• **Text**

-- Begin --

Although, in addressing the Semple Report, I have emphasised the Oppositions concerns about the potentially serious damage it will do to the efficient resolution of family law disputes, I should add that we have other serious concerns about the Governments decision to adopt the Semple Report as well.   It is widely known within legal circles that the Federal judiciary is deeply divided about this proposal.  The Family Court is strongly in favour of it  and one cannot help but detect more than a whiff of judicial empire-building in the Family Courts eagerness to take over most of the Federal Magistrates Court.  The Federal Magistrates are deeply divided over the issue.  The other Court directly affected by the proposal, the Federal Court, does not want a bar of it.  

One of the many errors in the Semple Report has been to approach a question which directly affects three courts  the Family Court, the FMC and the Federal Court  but only take into account the needs and interests of two of them.  As the terms of reference, indeed the very title, of the Semple Report indicate, its entire focus was upon family law.  But family law is not all that the Federal Magistrates Court does:  it deals with a large number of other federal law matters:  bankruptcy, immigration, administrative law, copyright, consumer protection, trade practices, and industrial law among them.   Semple barely considers the consequences upon those other areas of the abolition of the FMC.  Constrained by his terms of reference  and I should say, in fairness to Mr Semple, that he was not the author of those terms of reference - he approaches the matter exclusively from a family law point of view.  His answer to the question:  'what is to happen to those Federal Magistrates who deal with matters other than family law?' is to suggest that they be integrated into the Federal Court as a division of that Court.  Yet, as emerged during the February Estimates when I asked officers of the Attorney-Generals Department about the conduct of the Semple Review, the Federal Court was scarcely consulted in the process.  Rather, it was not until 11 February 2009  i.e., six months after the Semple Review had been delivered to the Government - that the Chief Justice of the Federal Court, Chief Justice Black, wrote to the Attorney-General stating that, so far as the Semple Reports recommendations affecting the Federal Court were concerned, I do not support the recommendation and it is opposed by the judges of the Federal Court.   What kind of decision-making process is it which proposes a serious alteration to the constitution of a court  the Federal Court  without proper consultation, almost as an afterthought, and reduces that Court to expressing its views after the report has already been written?   From a process point of view alone, the Semple inquiry has been deeply unsatisfactory.

-- End --

• **Instructions**
• a. In the speech on the Semple Report, why does the speaker say Semple barely considered what abolishing the Federal Magistrates Court would mean for areas other than family law? Answer in one to three sentences.
• b. Write a continuation of the speech on the Semple Report, picking up right after its final sentence.

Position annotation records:
-- Begin --

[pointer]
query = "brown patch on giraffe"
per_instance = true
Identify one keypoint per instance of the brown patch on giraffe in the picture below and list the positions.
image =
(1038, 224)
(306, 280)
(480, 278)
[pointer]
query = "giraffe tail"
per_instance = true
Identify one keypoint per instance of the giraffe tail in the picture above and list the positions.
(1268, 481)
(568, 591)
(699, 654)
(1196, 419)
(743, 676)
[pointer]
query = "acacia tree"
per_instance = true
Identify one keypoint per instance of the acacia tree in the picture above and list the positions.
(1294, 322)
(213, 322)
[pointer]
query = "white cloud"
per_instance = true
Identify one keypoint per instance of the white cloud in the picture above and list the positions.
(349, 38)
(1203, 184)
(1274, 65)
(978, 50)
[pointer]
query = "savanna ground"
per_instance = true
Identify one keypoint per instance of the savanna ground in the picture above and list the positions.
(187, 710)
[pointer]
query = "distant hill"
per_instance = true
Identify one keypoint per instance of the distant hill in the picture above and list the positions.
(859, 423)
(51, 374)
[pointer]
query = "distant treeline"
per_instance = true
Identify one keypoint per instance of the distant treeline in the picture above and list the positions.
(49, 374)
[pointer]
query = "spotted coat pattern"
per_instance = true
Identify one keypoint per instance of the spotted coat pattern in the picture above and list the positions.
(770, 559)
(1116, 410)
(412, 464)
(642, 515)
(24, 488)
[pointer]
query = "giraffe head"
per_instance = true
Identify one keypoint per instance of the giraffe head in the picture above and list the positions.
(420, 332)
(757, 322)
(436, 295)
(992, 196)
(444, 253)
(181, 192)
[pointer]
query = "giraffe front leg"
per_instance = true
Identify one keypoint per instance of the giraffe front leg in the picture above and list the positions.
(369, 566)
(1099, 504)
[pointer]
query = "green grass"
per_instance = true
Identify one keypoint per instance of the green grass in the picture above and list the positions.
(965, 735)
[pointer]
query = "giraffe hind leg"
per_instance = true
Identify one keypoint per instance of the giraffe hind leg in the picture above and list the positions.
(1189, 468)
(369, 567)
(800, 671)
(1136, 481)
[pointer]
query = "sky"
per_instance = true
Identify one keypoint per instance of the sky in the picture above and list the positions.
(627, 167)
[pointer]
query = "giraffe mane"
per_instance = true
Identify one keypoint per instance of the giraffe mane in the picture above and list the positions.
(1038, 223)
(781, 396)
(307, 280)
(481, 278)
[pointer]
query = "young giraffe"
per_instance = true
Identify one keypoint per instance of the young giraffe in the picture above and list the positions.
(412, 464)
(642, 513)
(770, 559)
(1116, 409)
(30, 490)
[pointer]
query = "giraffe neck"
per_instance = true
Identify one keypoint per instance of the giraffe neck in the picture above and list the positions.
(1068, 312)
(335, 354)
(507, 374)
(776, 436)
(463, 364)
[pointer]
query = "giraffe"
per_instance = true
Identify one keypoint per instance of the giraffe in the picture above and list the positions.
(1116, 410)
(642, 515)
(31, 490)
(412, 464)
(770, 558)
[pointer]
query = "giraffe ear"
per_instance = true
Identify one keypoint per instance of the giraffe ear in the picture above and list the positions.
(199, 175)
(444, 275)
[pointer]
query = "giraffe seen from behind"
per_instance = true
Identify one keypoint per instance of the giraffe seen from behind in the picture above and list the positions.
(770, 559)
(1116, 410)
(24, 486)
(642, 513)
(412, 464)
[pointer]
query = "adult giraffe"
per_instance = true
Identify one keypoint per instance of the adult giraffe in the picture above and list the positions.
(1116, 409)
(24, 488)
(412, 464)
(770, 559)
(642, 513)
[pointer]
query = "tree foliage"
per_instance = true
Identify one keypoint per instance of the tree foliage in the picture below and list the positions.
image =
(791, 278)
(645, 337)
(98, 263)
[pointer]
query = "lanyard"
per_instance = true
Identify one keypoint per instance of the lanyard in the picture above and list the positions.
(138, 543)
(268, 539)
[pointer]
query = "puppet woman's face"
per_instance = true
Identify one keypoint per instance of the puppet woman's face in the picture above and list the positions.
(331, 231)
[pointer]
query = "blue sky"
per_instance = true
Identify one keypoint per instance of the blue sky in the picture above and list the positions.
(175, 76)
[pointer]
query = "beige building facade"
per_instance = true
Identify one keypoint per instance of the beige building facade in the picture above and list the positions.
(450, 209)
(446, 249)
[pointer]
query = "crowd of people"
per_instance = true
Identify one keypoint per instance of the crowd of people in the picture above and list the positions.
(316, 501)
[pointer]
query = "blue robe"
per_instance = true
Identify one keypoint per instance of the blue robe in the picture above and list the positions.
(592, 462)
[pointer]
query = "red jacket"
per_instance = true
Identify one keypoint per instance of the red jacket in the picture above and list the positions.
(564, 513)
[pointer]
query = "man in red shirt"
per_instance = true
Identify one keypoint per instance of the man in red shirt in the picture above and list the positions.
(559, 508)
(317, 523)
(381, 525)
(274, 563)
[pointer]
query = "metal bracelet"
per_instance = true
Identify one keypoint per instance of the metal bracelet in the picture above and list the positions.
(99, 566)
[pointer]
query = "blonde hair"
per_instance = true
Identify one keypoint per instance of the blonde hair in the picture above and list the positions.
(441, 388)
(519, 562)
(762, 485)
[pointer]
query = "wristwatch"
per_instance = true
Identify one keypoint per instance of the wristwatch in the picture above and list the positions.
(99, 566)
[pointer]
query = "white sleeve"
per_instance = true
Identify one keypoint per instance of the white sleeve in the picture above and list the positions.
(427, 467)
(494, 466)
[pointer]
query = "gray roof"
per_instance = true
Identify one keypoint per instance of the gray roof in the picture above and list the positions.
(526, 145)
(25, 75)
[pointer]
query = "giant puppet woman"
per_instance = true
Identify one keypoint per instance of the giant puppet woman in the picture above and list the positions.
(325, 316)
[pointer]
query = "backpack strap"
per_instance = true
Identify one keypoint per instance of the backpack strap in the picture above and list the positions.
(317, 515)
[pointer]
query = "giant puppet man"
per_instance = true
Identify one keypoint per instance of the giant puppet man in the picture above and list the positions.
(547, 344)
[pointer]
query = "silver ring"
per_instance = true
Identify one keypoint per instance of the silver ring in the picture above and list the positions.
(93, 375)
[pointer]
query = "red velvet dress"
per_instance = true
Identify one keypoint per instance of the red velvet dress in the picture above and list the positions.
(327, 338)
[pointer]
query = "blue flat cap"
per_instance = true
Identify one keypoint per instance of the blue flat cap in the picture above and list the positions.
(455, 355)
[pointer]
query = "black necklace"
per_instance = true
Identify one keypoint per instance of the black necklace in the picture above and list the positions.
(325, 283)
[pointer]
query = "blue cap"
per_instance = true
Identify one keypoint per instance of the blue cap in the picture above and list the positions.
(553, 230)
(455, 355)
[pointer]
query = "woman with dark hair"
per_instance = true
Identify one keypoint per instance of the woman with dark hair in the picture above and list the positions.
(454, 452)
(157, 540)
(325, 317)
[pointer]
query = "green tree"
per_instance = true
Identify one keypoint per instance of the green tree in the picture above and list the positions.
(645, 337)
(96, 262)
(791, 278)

-- End --

• **Expected outputs**
• a. Semple was constrained by his terms of reference, and as those terms and the report's title show, its entire focus was family law, so he approached the matter exclusively from a family law point of view. This narrow focus left out the court's work in bankruptcy, immigration, administrative law, copyright, consumer protection, trade practices, and industrial law. The speaker adds that Semple was not the author of those terms of reference.

• b.
Finally, it is said by the Attorney-General that the abolition of the Federal Magistrates Court will save money, by reducing three courts to two.  But the number of cases will not change, and the savings are in any event derisory.  By the Governments own estimates, the saving will be just $7.8 million over 4 years.  To put that figure into context, the total funding for the Attorney-Generals portfolio, according to the Portfolio Budget Statement tabled with the Budget last night, was $5,080,165,000 for 2009-10.  The savings brought about, on the Governments own estimates, by the implementation of the Semple review would be 0.038% of the budget of the Attorney-Generals Department and its agencies for the coming year.  

At what price is this scant saving to be achieved?   How great will be the additional costs to family law litigants, as they wait longer, to have their matters dealt with in a more complex, less efficient, more expensive court?   And beyond the extra legal costs  how can we calculate the emotional costs for people at the most vulnerable time of their lives.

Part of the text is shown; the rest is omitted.